*** TEXTO DA PÁGINA ***
O arcebispo de Évora, D. Francisco Senra Coelho, preside, esta terça-feira, à missa de despedida dos monges da Cartuxa de Évora. Será às 18h30, na igreja do mosteiro, com abertura de clausura.
Durante a celebração de amanhã, D. Francisco vai anunciar a entrada naquele espaço de uma nova congregação, feminina, monástica.
O senhor arcebispo preside, esta terça-feira, à Eucaristia que assinala a despedida dos monges da Cartuxa de Évora, depois de várias décadas na cidade. Como devem, a Igreja da região e todos os amigos da Ordem Cartusiana, encarar esta partida?
Sim, é uma despedida, mas é uma despedida de ação de graças pelos 60 anos em que os monges estiveram connosco. É a leitura que devemos fazer. Ao mesmo tempo, queremos comungar com eles a dor da partida, pois os cartuxos amam Évora, amam a sua Cartuxa, quase todos tinham idealizado terminar os seus dias aqui, e ficar sepultados no campo santo desta Cartuxa, o cemitério próprio, monástico. Assim não foi. Vão partir para Barcelona, segundo a sua própria decisão, discernida, em sede própria, que é, de facto, o Capítulo Geral da Ordem Cartusiana.
*** MATERIAL APRESENTADO ***
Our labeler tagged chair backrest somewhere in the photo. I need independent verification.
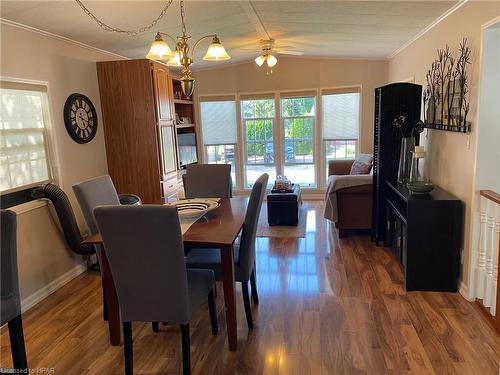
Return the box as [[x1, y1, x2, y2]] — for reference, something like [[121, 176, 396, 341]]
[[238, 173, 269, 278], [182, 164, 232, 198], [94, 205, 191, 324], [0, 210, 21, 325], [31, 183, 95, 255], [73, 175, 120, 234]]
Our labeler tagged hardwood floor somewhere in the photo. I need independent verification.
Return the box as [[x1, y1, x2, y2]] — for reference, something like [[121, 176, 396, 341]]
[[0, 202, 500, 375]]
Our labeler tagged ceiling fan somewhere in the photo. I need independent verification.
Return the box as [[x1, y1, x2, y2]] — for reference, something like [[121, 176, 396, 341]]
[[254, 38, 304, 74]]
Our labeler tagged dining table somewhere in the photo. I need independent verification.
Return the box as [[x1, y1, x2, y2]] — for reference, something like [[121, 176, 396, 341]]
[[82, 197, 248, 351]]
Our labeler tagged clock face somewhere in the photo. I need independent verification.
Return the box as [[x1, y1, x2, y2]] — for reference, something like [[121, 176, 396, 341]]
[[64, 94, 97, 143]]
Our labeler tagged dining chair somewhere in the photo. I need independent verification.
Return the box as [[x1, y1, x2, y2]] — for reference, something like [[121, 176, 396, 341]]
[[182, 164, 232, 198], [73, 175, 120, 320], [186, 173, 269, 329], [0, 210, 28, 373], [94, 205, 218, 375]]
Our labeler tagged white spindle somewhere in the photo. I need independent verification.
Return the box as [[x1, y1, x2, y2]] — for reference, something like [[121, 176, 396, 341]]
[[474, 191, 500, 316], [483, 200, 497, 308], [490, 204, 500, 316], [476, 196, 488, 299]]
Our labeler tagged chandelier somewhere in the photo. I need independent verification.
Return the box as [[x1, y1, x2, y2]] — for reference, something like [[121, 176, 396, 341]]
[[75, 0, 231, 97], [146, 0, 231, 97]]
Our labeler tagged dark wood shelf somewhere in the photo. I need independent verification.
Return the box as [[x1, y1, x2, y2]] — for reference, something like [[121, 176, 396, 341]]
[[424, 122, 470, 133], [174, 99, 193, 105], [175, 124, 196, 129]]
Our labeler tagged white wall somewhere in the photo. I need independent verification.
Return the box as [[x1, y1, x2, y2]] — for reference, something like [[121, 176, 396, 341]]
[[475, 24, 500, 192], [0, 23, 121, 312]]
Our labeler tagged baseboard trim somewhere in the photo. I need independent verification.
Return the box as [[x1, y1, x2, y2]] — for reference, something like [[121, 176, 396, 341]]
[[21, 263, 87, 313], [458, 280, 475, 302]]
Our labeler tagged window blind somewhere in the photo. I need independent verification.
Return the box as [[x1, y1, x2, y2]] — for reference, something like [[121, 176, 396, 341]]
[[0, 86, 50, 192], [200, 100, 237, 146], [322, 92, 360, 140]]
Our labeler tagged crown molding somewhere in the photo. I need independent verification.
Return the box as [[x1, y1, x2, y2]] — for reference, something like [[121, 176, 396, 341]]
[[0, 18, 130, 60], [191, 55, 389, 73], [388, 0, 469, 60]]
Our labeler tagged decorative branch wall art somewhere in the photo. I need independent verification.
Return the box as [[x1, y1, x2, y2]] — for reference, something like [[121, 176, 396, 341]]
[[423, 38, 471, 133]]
***
*** MATERIAL APRESENTADO ***
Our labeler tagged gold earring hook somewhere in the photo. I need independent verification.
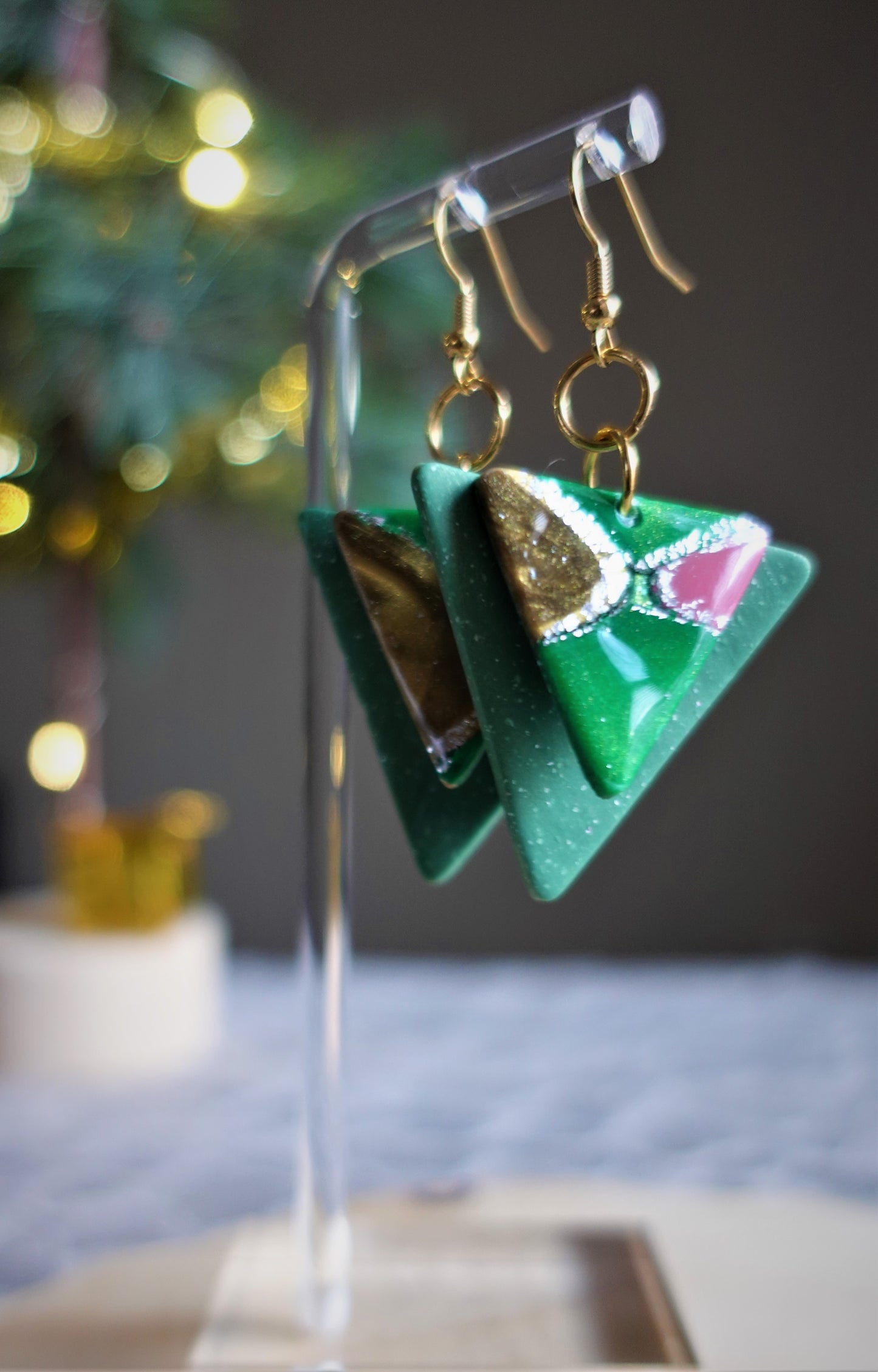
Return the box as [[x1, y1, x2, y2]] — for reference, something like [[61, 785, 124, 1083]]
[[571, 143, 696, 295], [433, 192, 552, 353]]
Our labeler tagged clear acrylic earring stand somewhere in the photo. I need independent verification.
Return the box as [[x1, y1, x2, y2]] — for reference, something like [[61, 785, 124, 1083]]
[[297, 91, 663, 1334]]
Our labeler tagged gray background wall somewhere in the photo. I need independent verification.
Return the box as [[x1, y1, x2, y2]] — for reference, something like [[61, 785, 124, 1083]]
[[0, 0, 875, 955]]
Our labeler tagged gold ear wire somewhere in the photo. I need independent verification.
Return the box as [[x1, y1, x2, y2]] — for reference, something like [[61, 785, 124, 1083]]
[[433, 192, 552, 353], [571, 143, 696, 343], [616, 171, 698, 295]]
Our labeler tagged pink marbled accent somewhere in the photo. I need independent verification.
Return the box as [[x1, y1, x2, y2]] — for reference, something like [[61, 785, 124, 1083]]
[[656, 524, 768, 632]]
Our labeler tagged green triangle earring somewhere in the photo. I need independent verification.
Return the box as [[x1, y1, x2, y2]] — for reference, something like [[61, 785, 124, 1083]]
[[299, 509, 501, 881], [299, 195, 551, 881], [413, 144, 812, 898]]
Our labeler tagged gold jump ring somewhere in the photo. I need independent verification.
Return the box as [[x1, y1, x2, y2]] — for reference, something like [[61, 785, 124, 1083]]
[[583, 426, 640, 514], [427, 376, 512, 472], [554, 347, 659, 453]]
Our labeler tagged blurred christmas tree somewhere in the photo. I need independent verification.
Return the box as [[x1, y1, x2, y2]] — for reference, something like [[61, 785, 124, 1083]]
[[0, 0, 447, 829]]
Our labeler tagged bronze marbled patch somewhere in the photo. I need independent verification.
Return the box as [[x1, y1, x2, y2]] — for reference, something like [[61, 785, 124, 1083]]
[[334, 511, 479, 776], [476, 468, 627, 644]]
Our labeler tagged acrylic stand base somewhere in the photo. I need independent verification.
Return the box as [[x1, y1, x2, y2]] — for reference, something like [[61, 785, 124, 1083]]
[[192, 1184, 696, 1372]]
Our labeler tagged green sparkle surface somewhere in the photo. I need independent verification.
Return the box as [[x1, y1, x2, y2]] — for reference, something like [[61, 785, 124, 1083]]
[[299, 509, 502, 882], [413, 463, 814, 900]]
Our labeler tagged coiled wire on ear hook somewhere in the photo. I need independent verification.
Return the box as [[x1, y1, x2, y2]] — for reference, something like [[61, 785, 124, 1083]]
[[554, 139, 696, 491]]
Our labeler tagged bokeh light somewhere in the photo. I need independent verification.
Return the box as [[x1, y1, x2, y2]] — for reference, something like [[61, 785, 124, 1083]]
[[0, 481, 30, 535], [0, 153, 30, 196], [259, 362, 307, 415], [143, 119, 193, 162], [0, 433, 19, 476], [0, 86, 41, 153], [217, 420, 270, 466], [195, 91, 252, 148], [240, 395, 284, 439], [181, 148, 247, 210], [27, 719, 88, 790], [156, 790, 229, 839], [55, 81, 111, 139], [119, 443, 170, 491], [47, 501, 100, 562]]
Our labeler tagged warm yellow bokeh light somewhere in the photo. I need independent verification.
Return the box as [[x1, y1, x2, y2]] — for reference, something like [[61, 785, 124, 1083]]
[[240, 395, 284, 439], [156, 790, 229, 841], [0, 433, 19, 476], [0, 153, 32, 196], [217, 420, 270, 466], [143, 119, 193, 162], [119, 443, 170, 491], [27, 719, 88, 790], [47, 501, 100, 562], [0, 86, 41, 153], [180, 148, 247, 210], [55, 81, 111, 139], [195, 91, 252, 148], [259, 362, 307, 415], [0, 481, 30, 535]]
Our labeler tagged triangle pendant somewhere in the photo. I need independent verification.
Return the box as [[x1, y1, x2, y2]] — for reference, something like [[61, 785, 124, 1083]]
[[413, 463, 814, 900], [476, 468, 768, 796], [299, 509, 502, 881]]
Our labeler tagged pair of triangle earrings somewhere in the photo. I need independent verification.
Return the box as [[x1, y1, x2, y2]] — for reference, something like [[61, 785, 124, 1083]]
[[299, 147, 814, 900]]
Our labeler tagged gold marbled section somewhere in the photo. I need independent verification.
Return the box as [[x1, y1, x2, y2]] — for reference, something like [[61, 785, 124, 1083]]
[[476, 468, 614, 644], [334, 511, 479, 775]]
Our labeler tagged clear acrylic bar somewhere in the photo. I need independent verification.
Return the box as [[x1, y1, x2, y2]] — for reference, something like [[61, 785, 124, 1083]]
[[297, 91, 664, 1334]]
***
**O SEU OBJETIVO:** Segundo o texto da página, durante quantos anos estiveram os monges na Cartuxa de Évora?

**RESULTADO DA TAREFA:** Durante 60 anos.